— Start of INPUT RECORDS —
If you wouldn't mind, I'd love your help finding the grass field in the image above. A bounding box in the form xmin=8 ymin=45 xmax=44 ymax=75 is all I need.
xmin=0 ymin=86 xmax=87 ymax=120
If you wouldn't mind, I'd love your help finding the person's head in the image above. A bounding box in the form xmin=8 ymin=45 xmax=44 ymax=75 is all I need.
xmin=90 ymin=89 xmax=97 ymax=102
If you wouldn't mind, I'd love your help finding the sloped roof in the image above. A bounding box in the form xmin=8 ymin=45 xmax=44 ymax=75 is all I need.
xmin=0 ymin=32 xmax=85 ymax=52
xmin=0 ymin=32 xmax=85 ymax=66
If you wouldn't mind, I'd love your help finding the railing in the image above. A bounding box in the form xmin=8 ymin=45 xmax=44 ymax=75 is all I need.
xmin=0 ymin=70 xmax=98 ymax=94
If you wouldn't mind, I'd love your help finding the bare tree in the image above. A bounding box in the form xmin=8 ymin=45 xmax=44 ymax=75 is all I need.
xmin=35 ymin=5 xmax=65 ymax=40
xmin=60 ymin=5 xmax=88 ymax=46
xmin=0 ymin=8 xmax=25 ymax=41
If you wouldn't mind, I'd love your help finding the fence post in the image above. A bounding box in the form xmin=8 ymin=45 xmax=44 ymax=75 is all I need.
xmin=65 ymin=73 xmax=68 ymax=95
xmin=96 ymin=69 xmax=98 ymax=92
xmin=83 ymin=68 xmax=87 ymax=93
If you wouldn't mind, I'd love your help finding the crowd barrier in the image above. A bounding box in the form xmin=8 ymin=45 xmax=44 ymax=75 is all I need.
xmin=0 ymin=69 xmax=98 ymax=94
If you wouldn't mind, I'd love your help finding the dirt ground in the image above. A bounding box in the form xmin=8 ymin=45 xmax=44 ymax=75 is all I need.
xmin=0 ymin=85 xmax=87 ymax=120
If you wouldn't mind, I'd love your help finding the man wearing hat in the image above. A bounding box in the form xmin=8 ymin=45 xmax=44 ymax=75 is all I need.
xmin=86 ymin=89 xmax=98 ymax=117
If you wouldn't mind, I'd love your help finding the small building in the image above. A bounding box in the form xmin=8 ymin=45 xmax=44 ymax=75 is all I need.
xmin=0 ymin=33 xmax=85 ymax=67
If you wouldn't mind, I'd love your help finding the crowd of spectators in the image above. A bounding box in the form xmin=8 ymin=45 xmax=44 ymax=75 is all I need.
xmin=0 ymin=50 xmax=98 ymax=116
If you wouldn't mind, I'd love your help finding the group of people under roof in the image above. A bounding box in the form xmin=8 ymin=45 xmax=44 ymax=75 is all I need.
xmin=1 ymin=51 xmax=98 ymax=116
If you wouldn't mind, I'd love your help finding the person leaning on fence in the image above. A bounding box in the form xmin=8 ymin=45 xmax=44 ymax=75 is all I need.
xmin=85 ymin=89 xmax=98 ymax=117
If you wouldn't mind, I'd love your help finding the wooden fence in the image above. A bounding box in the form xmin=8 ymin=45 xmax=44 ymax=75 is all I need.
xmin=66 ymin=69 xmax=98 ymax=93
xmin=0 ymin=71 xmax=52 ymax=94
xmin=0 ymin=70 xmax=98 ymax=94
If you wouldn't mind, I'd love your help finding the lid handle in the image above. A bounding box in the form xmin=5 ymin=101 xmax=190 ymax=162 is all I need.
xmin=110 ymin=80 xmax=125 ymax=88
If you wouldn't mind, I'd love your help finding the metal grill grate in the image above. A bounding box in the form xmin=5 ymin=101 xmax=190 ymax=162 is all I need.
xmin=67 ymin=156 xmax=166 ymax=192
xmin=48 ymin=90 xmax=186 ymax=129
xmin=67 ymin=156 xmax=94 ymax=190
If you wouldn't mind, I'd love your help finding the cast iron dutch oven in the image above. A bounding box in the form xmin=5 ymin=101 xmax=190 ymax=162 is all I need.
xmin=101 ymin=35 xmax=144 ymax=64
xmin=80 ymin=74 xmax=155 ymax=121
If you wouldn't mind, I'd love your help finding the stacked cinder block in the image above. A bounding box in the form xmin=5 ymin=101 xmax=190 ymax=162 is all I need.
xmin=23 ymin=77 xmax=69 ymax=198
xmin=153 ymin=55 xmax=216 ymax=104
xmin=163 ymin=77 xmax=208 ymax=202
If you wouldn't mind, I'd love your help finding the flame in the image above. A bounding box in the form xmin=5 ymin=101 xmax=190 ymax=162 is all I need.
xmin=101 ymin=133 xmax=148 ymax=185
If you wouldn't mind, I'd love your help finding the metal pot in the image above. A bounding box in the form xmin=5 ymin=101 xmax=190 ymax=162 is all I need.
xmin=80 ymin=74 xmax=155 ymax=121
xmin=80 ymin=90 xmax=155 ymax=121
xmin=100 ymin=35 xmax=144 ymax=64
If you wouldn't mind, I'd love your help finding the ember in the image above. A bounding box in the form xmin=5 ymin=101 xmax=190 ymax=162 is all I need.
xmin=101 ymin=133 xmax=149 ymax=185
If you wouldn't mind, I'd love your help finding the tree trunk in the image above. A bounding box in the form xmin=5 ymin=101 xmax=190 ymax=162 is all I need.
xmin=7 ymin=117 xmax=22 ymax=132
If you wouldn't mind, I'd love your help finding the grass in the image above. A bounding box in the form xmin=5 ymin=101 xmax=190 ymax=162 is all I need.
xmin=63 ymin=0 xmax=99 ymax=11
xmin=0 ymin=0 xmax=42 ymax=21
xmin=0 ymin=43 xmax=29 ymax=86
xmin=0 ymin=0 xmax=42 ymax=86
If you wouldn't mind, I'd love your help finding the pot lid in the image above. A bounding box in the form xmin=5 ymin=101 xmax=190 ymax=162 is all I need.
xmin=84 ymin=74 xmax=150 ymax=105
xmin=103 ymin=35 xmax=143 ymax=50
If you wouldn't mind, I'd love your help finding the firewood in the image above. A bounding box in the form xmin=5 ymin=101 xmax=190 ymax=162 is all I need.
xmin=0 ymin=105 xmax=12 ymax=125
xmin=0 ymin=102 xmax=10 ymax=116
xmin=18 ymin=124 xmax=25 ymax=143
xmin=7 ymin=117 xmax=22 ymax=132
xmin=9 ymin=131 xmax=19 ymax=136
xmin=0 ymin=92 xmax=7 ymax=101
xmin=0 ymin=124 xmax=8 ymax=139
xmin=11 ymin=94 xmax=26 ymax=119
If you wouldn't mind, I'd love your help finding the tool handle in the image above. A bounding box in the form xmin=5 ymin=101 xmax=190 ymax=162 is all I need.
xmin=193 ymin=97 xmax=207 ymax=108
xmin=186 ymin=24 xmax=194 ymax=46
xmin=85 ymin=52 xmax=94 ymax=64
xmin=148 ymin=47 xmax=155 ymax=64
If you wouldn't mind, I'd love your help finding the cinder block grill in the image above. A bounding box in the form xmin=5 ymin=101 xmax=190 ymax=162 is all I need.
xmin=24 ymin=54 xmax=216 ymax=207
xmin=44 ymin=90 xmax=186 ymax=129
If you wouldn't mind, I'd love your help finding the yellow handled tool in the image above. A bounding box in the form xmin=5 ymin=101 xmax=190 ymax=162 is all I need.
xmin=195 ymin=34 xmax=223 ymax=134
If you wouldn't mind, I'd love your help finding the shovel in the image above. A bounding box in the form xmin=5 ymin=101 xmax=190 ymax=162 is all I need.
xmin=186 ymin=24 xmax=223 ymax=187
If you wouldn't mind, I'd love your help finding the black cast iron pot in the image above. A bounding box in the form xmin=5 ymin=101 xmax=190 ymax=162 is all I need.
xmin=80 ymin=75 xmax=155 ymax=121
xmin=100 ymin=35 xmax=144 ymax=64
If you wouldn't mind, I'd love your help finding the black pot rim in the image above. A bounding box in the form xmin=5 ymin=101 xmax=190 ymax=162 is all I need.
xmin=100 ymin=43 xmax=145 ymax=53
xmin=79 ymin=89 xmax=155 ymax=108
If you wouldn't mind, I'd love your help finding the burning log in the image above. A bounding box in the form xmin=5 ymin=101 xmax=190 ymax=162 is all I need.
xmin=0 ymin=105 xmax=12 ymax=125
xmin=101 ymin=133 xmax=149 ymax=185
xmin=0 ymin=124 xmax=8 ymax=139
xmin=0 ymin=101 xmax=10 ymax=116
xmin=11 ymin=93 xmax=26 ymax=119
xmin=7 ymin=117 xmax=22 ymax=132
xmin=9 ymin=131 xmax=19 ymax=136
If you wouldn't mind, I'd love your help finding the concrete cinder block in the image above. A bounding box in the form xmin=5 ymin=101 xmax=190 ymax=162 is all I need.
— End of INPUT RECORDS —
— Start of INPUT RECORDS —
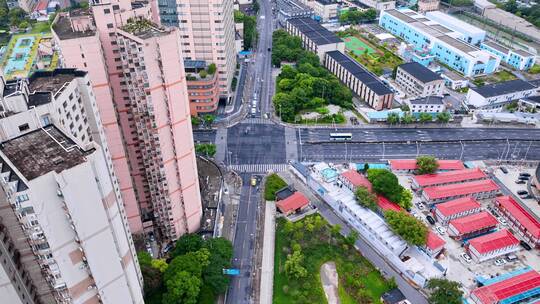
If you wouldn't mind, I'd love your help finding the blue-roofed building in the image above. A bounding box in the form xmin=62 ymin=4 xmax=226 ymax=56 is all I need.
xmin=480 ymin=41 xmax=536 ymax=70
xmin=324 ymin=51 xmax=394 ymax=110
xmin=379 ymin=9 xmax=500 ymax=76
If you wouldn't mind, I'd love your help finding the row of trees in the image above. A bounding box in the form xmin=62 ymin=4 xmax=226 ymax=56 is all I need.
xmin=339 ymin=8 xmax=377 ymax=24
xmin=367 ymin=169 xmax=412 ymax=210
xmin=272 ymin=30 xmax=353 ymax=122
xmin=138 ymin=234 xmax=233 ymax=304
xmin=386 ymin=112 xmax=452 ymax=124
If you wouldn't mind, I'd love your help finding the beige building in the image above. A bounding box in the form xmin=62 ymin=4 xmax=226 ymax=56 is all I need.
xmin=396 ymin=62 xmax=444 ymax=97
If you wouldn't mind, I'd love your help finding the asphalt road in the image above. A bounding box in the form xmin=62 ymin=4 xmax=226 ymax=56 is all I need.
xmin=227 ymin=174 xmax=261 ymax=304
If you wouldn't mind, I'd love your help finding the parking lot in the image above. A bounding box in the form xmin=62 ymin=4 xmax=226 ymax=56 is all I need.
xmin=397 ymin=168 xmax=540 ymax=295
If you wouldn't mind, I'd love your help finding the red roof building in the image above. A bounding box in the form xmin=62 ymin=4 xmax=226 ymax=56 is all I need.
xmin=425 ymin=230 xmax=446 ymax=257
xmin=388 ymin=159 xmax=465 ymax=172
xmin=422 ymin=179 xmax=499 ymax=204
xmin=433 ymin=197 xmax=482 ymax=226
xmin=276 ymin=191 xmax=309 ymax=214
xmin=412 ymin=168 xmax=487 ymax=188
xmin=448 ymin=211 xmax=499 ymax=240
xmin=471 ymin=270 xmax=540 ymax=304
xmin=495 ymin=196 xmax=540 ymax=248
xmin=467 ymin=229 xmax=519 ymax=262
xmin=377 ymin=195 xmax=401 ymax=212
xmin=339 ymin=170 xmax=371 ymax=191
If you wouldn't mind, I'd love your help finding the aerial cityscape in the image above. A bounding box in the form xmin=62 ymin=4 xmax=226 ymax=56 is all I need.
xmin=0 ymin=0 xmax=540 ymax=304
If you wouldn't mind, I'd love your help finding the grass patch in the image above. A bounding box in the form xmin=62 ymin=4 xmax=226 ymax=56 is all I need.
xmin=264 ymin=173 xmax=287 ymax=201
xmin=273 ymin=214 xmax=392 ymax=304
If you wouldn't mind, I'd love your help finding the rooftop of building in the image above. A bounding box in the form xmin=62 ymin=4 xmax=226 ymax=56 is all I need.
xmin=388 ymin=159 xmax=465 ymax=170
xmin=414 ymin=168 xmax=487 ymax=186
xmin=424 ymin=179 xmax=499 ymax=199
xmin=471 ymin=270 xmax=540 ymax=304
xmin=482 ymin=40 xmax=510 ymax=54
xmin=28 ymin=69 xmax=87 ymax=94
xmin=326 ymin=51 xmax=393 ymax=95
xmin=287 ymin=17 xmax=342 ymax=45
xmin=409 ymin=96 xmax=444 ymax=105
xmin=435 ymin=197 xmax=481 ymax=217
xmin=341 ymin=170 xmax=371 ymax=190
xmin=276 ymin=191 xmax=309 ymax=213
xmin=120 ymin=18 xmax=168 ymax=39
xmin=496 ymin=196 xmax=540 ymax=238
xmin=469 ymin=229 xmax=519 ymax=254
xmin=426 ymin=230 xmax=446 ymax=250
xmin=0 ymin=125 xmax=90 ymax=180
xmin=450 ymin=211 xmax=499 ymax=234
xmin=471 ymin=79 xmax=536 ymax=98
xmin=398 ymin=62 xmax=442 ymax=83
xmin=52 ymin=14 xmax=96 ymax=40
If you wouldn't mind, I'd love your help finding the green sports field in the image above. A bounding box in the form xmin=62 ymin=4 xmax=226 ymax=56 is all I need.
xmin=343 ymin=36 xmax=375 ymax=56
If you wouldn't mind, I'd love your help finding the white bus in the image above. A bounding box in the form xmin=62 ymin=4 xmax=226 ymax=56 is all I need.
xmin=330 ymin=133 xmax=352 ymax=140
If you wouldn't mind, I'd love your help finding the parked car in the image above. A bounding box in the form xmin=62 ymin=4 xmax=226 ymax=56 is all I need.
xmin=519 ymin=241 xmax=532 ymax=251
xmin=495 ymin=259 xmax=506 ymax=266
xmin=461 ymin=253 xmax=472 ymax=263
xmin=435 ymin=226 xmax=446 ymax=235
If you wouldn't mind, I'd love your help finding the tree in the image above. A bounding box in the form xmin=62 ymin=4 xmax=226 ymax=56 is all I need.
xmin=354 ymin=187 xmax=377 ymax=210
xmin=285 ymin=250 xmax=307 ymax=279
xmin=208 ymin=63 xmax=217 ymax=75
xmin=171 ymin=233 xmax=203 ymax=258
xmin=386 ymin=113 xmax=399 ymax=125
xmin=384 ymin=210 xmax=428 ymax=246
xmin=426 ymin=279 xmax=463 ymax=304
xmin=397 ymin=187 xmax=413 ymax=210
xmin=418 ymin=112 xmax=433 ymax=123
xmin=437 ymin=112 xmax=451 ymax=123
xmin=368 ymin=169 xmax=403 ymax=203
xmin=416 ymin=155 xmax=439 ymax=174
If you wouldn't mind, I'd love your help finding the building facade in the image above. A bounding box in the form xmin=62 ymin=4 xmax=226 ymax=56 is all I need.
— End of INPUT RECORDS —
> _WHAT IS EXPECTED_:
Retype the listing from the line with "If you wouldn't mind, I'd love your help finding the tool" up to and including the line with "xmin=195 ymin=34 xmax=223 ymax=134", keeping every line exactly the same.

> _RESULT OF THIS EXERCISE_:
If you wouldn't mind, I'd love your help finding the tool handle in the image above. A bounding box in the form xmin=5 ymin=101 xmax=190 ymax=162 is all I need.
xmin=193 ymin=97 xmax=207 ymax=108
xmin=186 ymin=24 xmax=194 ymax=46
xmin=85 ymin=52 xmax=94 ymax=64
xmin=148 ymin=47 xmax=155 ymax=64
If you wouldn't mind, I'd love your help finding the cinder block grill in the image above. A bounding box in the form xmin=5 ymin=101 xmax=190 ymax=162 is all I need.
xmin=24 ymin=54 xmax=216 ymax=207
xmin=44 ymin=90 xmax=186 ymax=129
If you wouldn't mind, I'd love your help finding the yellow handled tool in the image above. A bounding box in the form xmin=5 ymin=101 xmax=190 ymax=162 is all I need.
xmin=195 ymin=34 xmax=223 ymax=134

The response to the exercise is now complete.